● **Exercise requirements**
1. Translate this sentence from the wine-metrics post into Spanish: "Prestige - This is a producer-level metric that applies to all the wines they make."
2. Reproduce the passage of the wine-metrics post that begins at the words "Value - This" and stop after the words "that simulate popularity.".
3. Take the post about wine metrics further, continuing from its last sentence in the same style.

* Start Article *

Hey Berserkers! For the last 18 months I have been building a wine platform that has a large amount of data on ~55,000 wines including metadata, descriptions on thousands of wines/producers, critic scores, and live pricing from a network of retailers. I am now building the front end that will organize this data to help users better discover and find wines they like.
With that in mind, I’ve come up with a set of analytics for every wine that has 5 metrics in a radar chart so they can easily be visualized among wines. It’s a rough draft and I would be very grateful if you guys have any thoughts or feedback on this initial set of metrics.
Value - This starts as a basic QPR that compares price to average critic score, but then ranks the wine against a blend of all wines and (if enough data) its regional peers to give a percentile rating. So a high “value” Beaujolais will have better QPR than other Beaujolais.
Popularity - Over time, this will be a ranking of relative interest (page views, engagement, searches) for the wine on my website. But since it’s so new and I don’t have that data, I’m currently using a proxy based on a variety of factors that simulate popularity.
Prestige - This is a producer-level metric that applies to all the wines they make. It’s weighted blend of critic reviews across their portfolio, review coverage (total number of reviews compared against all other producers), rating consistency across all wines (std dev among ratings), and popularity within my database. This rating is then normalized 0-1 across all producers that have enough data points to generate a ranking. Ultimately asking - how well-known, durable, and consistent has this producer been over time?

* End Article *
* Start Dataset excerpt *

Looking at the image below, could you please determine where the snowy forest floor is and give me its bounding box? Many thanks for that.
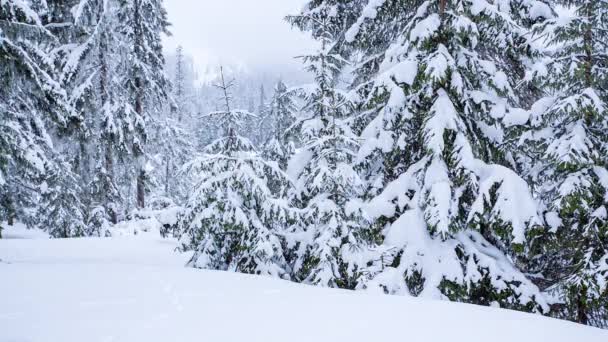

* End Dataset excerpt *

● **Answer set**
1. Prestigio - Esta es una métrica a nivel de productor que se aplica a todos los vinos que elabora.

2.
Value - This starts as a basic QPR that compares price to average critic score, but then ranks the wine against a blend of all wines and (if enough data) its regional peers to give a percentile rating. So a high “value” Beaujolais will have better QPR than other Beaujolais.
Popularity - Over time, this will be a ranking of relative interest (page views, engagement, searches) for the wine on my website. But since it’s so new and I don’t have that data, I’m currently using a proxy based on a variety of factors that simulate popularity.

3.
Availability - I’m ingesting inventory / price data from a number of retailers in my network and based on that, wines with more available offers get a higher score.
Critic Scores - Simply the normalized, average scores for this wine among all critics across all vintages where an average of 75 points would get a 0, a wine with an average of 98 points would get a 1.
A few notes…
-
In my testing, this has been a great starting point. It’s really fun, for example, to use this for “Similar Wines” because it surfaces wines not just in the same style or price range, but also with the same “shape” that makes it far more useful.
-
All things being equal, it seems that a more “full” chart represents a “better” wine but this isn’t really designed to be a judgement on good or bad, more of a tool for comparison. For example, high availability may signal that you can easily buy more if you like it, while low availability may indicate something scarce and worth collecting, it depends on what you want.
-
I don’t think any of these metrics mean anything on their own. With a field like wine that has an overwhelming amount of data, this is just an attempt to create a standardized way to search / compare / discover new things.
I’m curious what you guys think of this methodology? Are these the best metrics on which to compare wines? Do any seem not very useful? What factors am I missing? I can think of no group of people whose thoughts on this topic I’d be more interested in hearing, so thank you for your help!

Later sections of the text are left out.